Your tasks:
(a) Answer these questions about the forum thread on moving to Canada, one per line:
(i) Which province does the first poster rule out until they master French?
(ii) According to luvcanada, how does the weather in Toronto compare with the weather in Chicago?
(iii) Which three cities does EVHB name as having worse winters than Toronto?
(b) Repeat word for word the passage of the forum thread on moving to Canada that begins at the words "## dm2 (Mar" and ends after the words "projects this analysis).".

Selected extract:
Coming back to the topic, I wouldn't head to Quebec for sure, not atleast till I master French (and I don't know if I want to at this point of time) so that's off. To me, when I think of Canada the biggest factor that comes to my mind is the cold winters. I was fine with the mid western (MO, OH, KS, KY but Chicago was terrible sometimes with it's windy city tag) winters in the US but I guess that's hardly anything compared to the winters in Canada so that's my biggest concern. A place that's got milder winters, good summers, good nature spots (me & my wife both love outdoors compared to hustle & bustle of the city) ok if it suburban but safety is big deal, and good convenience in terms of shopping (essentials atleast) and job market. I guess this is the dream anyone has.. lol.. so pardon it's a lot of things.. On the Indian community, that wouldn't be a countering factor to me so that's fine but good to know though.


----------



## EVHB (Feb 11, 2008)

Toronto isn't as bad as Chicago during winters! I don't like Chicago winters at all (too cold, to windy), but I do like Toronto winter. 
Of course, winters in cities like Edmonton, Calgary, Montreal are worse. Don't know about the Atlantic, haven't been there during winter and don't know people who do.


----------



## luvcanada (Nov 10, 2011)

I agree with EVHB. The temperature of Toronto is similar to Chicago but without as much wind. There is also a large Indian community in Toronto and the surrounding communities.


----------



## dm2 (Mar 12, 2013)

Thanks EVHB & luvcanada!

Toronto does seem like a fair choice for the Indians, have had a friend of mine who stayed there quite a bit before moving out to US. The job market is also active I've heard, is it the best place for job seekers in all of Canada (not sure if there is any stats that projects this analysis).


----------



## EVHB (Feb 11, 2008)

Moving to a big metropolitan area has it advantages:
easy access to airport
public transportation (but don't expect too much of it! Most people still need a car if you don't work downtown Toronto)
easy access to culture (theatre, galleries, musea, sport, concerts)
lots of opportunities for higher education (colleges, universities)
specialized services for immigrants (language training, settlement workers, workshops)

Given material:

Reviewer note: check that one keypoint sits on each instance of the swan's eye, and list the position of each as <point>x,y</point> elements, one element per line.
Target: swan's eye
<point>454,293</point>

Solutions to the tasks:
(a)
(i) Quebec
(ii) The temperature is similar, but Toronto has less wind.
(iii) Edmonton, Calgary and Montreal

(b)
## dm2 (Mar 12, 2013)

Thanks EVHB & luvcanada!

Toronto does seem like a fair choice for the Indians, have had a friend of mine who stayed there quite a bit before moving out to US. The job market is also active I've heard, is it the best place for job seekers in all of Canada (not sure if there is any stats that projects this analysis).